■ TAREA ASIGNADA
Reproduce sin cambios el fragmento del texto sobre el domingo en Montánchez que comienza con las palabras que contienen "En el mismo" y termina con "Junio de 2001.".

■ TEXTO PROPORCIONADO

Un domingo húmedo y gris. Carmen y yo hemos estado un rato en Montánchez y hemos contemplado desde el castillo todo matizado por la llovizna. Hace unos años, en un cuaderno que, quizá por la intensidad de las experiencias de aquellos días, me duró muy poco, anoté algo así como:
“Los domingos, tan sencillo. Los domingos de luz clara, de sol limpio y de una rara ociosidad. Esa desgana atribuible a la inminencia del lunes laborable. Con vocación de costumbre, se encuentran a solas, se conocen y el tiempo pasa de otra forma. Como si toda una semana quedase resumida en unas horas apacibles, o como si estas horas, un breve tiempo, arrancasen los días venideros. Manos, ojos, boca. Gestos, miradas, palabras. Igual que el enfermo leve ve las cosas de otro modo después de escuchar al médico, esta conversación insuficiente repara grietas, ayuda a esmerarse en la vida, a mejorarse. También impone, sin embargo, el oscuro temor de no saber mantener la ilusión, y el miedo a la nada repetida. La rara certeza del que defrauda pronto.”
En el mismo cuaderno, unos versos de Luis Cernuda, un apunte sobre una bella película, TIGRE Y DRAGÓN, las primeras notas de la más famosa novela de Cercas y de LO IMPROBABLE de Julián Rodríguez, varios apuntes sobre DON GIOVANNI, de Mozart, el comentario de una carta trascendente y la crónica de un viaje a Lisboa que terminó en la Iglesia de San Mamede, con Ángel Campos, a la espera del féretro de Manuel Hermínio Monteiro. Junio de 2001.

■ MATERIAL PROPORCIONADO
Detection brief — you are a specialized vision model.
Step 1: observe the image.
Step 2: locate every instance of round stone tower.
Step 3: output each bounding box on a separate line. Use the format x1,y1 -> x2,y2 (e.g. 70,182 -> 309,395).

■ EJERCICIO RESUELTO
En el mismo cuaderno, unos versos de Luis Cernuda, un apunte sobre una bella película, TIGRE Y DRAGÓN, las primeras notas de la más famosa novela de Cercas y de LO IMPROBABLE de Julián Rodríguez, varios apuntes sobre DON GIOVANNI, de Mozart, el comentario de una carta trascendente y la crónica de un viaje a Lisboa que terminó en la Iglesia de San Mamede, con Ángel Campos, a la espera del féretro de Manuel Hermínio Monteiro. Junio de 2001.